▼

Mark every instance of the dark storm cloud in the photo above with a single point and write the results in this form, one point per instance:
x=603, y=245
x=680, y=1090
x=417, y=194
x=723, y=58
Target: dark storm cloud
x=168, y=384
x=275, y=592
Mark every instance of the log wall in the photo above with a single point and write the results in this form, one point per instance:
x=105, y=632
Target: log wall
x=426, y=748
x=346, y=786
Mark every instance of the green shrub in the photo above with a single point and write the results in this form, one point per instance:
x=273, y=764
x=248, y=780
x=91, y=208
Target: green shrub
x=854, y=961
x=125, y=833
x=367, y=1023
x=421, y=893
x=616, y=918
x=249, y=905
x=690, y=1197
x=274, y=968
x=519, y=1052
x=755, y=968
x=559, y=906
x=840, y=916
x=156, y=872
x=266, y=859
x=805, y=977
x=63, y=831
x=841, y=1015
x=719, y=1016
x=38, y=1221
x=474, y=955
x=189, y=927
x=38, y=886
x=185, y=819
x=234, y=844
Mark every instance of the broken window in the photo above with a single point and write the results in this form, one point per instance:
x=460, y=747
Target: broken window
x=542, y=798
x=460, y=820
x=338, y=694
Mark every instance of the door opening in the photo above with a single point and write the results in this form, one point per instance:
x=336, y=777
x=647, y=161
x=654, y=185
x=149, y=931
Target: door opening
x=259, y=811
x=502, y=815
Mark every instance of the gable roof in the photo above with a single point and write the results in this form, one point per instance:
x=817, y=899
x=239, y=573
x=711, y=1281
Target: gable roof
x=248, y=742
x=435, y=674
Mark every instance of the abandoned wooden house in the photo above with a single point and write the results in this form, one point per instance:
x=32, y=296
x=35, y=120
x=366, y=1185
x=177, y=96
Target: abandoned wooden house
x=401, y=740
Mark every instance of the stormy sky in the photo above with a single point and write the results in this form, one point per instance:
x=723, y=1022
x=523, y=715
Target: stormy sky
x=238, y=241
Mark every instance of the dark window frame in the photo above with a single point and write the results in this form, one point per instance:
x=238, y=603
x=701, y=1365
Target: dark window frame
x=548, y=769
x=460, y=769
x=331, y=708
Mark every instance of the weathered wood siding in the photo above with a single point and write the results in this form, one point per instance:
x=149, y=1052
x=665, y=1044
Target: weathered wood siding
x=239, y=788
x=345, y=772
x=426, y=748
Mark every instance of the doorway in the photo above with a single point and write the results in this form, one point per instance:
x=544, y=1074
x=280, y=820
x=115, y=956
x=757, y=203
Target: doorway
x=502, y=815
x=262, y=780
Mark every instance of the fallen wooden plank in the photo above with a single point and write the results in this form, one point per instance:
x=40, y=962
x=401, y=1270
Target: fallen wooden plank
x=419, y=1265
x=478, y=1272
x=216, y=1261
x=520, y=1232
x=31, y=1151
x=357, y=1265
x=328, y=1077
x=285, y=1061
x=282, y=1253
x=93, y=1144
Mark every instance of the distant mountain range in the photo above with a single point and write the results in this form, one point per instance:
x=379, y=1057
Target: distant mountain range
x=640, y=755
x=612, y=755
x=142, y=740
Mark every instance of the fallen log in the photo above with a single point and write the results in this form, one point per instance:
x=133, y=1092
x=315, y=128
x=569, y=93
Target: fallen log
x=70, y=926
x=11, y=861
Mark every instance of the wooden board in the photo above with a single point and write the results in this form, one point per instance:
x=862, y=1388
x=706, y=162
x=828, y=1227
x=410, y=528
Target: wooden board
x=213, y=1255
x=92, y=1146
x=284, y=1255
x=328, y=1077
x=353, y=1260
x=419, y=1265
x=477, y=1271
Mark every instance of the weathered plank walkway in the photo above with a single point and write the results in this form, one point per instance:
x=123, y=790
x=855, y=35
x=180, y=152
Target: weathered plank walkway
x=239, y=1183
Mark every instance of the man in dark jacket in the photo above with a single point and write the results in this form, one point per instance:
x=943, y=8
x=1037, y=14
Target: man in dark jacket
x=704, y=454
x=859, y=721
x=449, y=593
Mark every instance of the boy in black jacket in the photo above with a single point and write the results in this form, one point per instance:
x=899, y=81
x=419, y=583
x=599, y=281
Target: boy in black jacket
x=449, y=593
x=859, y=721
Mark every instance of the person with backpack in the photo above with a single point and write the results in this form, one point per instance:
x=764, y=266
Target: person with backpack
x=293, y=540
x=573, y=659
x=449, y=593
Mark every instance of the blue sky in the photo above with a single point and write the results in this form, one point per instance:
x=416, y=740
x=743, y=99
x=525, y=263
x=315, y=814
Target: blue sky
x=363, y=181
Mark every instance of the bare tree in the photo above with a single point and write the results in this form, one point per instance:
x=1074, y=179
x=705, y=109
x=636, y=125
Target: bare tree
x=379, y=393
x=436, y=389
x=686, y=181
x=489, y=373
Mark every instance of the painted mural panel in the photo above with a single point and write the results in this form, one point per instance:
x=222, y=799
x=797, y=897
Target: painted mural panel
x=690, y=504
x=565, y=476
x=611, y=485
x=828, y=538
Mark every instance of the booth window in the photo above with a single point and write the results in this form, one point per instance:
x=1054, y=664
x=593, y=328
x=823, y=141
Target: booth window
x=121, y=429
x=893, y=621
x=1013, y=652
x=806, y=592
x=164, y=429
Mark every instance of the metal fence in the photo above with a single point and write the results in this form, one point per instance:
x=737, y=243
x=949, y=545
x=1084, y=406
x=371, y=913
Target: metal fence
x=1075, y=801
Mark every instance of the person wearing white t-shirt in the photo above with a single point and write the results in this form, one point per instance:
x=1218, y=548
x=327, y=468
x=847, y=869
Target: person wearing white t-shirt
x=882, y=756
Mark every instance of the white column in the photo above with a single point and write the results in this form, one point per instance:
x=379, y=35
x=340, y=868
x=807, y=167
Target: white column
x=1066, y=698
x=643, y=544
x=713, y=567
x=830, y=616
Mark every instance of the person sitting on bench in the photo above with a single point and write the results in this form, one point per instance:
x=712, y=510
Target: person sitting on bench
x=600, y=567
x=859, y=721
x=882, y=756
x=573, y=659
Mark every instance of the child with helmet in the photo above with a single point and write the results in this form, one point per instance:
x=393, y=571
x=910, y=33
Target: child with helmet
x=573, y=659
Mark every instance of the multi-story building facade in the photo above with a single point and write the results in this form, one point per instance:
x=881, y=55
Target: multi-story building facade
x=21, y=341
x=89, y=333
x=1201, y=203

▲

§ What to work on
Write out every item above word for word, leaving nothing out and changing nothing.

§ Task answer
Mark every instance of the dark storm cloud in the photo above with a single point and write the results in this form, one point per instance:
x=603, y=245
x=680, y=1090
x=417, y=194
x=723, y=58
Target: dark storm cloud
x=168, y=384
x=275, y=592
Mark every instance of the log wall in the photo above with a single point and write the results in this form, one point per instance:
x=105, y=632
Target: log wall
x=426, y=748
x=346, y=786
Mark every instance of the green shrub in the photo above with a single point and write the results in this form, one point per instance:
x=273, y=764
x=248, y=780
x=91, y=208
Target: green shrub
x=854, y=961
x=125, y=833
x=367, y=1023
x=421, y=893
x=616, y=918
x=249, y=905
x=690, y=1197
x=274, y=968
x=519, y=1052
x=755, y=968
x=559, y=906
x=840, y=916
x=156, y=872
x=266, y=859
x=805, y=977
x=63, y=831
x=841, y=1015
x=719, y=1016
x=38, y=1221
x=474, y=955
x=189, y=927
x=38, y=886
x=185, y=819
x=234, y=844
Mark every instance of the broken window in the photo above with a single point and write the results in this form, one point per instance:
x=460, y=747
Target: broken window
x=542, y=798
x=460, y=820
x=338, y=694
Mark every instance of the door opening in the photo above with a single point and write the results in this form, one point per instance:
x=336, y=777
x=647, y=161
x=654, y=185
x=149, y=931
Target: door opening
x=259, y=811
x=502, y=815
Mark every instance of the gable roof in the photo above with a single point and write the results in this form, one point per instance:
x=817, y=899
x=239, y=573
x=711, y=1281
Target: gable roof
x=248, y=742
x=435, y=674
Mark every instance of the abandoned wooden house in the photo above with a single point and write the results in this form, one point per instance:
x=32, y=296
x=35, y=120
x=366, y=1185
x=177, y=96
Target: abandoned wooden house
x=401, y=740
Mark every instance of the stormy sky in the photo above with a single point and write the results in this form, one point per instance:
x=723, y=1022
x=523, y=715
Target: stormy sky
x=238, y=241
Mark every instance of the dark window frame in the photo above with a single point and write the results in this form, one point per instance:
x=238, y=603
x=701, y=1365
Target: dark window frame
x=548, y=769
x=460, y=769
x=331, y=708
Mark every instance of the weathered wood siding in the photo above with a single point and write the results in this form, one point per instance:
x=149, y=1052
x=665, y=1044
Target: weathered wood siding
x=239, y=788
x=345, y=772
x=426, y=748
Mark every instance of the doorway in the photo above with a single point and write the results in this form, one point per instance:
x=544, y=1074
x=280, y=820
x=115, y=956
x=757, y=203
Target: doorway
x=502, y=815
x=262, y=780
Mark every instance of the fallen wooden plank in the photo above with a single point and write the results in this form, one point per instance:
x=40, y=962
x=401, y=1270
Target: fallen wooden plank
x=419, y=1265
x=478, y=1272
x=216, y=1261
x=520, y=1232
x=31, y=1151
x=357, y=1265
x=328, y=1077
x=285, y=1061
x=282, y=1253
x=93, y=1144
Mark every instance of the distant mountain range in the photo above with a single point and write the results in this form, one point per instance:
x=379, y=1057
Target: distant mountain range
x=640, y=755
x=612, y=755
x=142, y=740
Mark every instance of the fallen log in the photo above with a single point and write the results in this form, one point per instance:
x=133, y=1092
x=315, y=128
x=569, y=93
Target: fallen log
x=70, y=926
x=11, y=861
Mark every instance of the wooden board in the photo above with a single point and write the results in this form, one point per instance:
x=862, y=1388
x=706, y=162
x=828, y=1227
x=410, y=528
Target: wooden board
x=213, y=1255
x=92, y=1146
x=284, y=1255
x=328, y=1077
x=353, y=1260
x=419, y=1265
x=477, y=1271
Mark every instance of the weathered plank walkway in the photo above with a single point and write the results in this form, one point per instance:
x=123, y=790
x=855, y=35
x=180, y=152
Target: weathered plank walkway
x=239, y=1183
Mark every instance of the man in dark jacket in the photo above with a single point and write the results in this form, one point per instance:
x=943, y=8
x=1037, y=14
Target: man in dark jacket
x=704, y=454
x=859, y=721
x=449, y=593
Mark every instance of the boy in black jacket in the photo above with a single point and write the results in this form, one point per instance:
x=899, y=81
x=419, y=583
x=599, y=281
Target: boy in black jacket
x=449, y=593
x=859, y=721
Mark every instance of the person with backpack in the photo above with a single point and write the results in this form, one point per instance:
x=764, y=266
Target: person with backpack
x=293, y=540
x=573, y=659
x=449, y=593
Mark every instance of the blue sky in the photo above with a single point and write the results in this form, one point per instance:
x=416, y=740
x=743, y=99
x=525, y=263
x=315, y=814
Target: blue sky
x=363, y=181
Mark every instance of the bare tree in the photo above with a single point and write the results in this form, one point per instance:
x=1074, y=179
x=705, y=109
x=636, y=125
Target: bare tree
x=379, y=393
x=436, y=389
x=686, y=181
x=489, y=373
Mark every instance of the painted mural panel in the photo above with a single point and write the results in this form, one point per instance:
x=222, y=799
x=797, y=897
Target: painted mural panel
x=690, y=504
x=565, y=476
x=611, y=485
x=828, y=538
Mark every instance of the booth window in the photo above with a single point and write the results in this form, one point per instance:
x=1054, y=664
x=593, y=328
x=823, y=141
Target: booth window
x=121, y=429
x=893, y=621
x=1013, y=652
x=806, y=592
x=164, y=429
Mark every instance of the metal fence in the photo above with a single point and write the results in this form, one point per instance:
x=737, y=243
x=949, y=545
x=1084, y=406
x=371, y=913
Target: metal fence
x=1075, y=801
Mark every instance of the person wearing white t-shirt in the photo above with a single point and write the results in this form, one point per instance:
x=1218, y=548
x=327, y=468
x=847, y=869
Target: person wearing white t-shirt
x=882, y=756
Mark every instance of the white column in the photo above with a single point and write the results in this form, one point per instance:
x=379, y=35
x=340, y=868
x=807, y=167
Target: white column
x=1066, y=698
x=643, y=544
x=713, y=567
x=830, y=616
Mark every instance of the person sitting on bench in the photo above with a single point and write the results in this form, one point per instance:
x=712, y=510
Target: person sitting on bench
x=600, y=567
x=859, y=721
x=882, y=756
x=573, y=659
Mark every instance of the child with helmet in the photo above with a single point and write the results in this form, one point per instance:
x=393, y=571
x=910, y=33
Target: child with helmet
x=573, y=659
Mark every instance of the multi-story building facade in the photo above with a single point and write the results in this form, one point per instance:
x=881, y=55
Target: multi-story building facade
x=21, y=341
x=89, y=333
x=1201, y=203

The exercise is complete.